>> Start GIVEN RECORDS

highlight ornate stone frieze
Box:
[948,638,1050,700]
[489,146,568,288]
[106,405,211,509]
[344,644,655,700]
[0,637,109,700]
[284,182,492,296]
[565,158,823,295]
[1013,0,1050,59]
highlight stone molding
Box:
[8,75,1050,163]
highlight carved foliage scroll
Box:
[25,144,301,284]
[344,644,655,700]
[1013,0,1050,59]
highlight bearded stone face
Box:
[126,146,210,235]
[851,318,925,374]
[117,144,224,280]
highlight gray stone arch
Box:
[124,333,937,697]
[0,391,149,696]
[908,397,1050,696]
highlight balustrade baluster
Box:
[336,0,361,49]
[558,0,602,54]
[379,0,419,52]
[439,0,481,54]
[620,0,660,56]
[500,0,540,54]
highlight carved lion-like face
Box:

>> End GIVEN RECORDS

## TASK REQUIREMENTS
Rewrite all the items above with "highlight" swapped for "outline" wherever it appears, keeping every other line the same.

## OUTPUT FOR THIS EXERCISE
outline ornate stone frieze
Box:
[948,638,1050,700]
[489,146,568,288]
[106,405,211,509]
[344,644,655,700]
[0,637,109,700]
[284,182,492,296]
[565,158,823,295]
[1013,0,1050,59]
outline stone molding
Box:
[8,75,1050,163]
outline carved foliage scroll
Box:
[25,144,301,284]
[344,644,655,700]
[1013,0,1050,59]
outline bearded stone face
Box:
[126,146,210,235]
[851,318,925,374]
[117,144,224,280]
outline gray stone arch
Box:
[124,333,937,697]
[0,391,149,696]
[908,397,1050,696]
outline balustrade baluster
Box:
[336,0,361,49]
[558,0,602,54]
[379,0,419,52]
[439,0,481,54]
[620,0,660,56]
[500,0,540,54]
outline carved lion-like face
Box:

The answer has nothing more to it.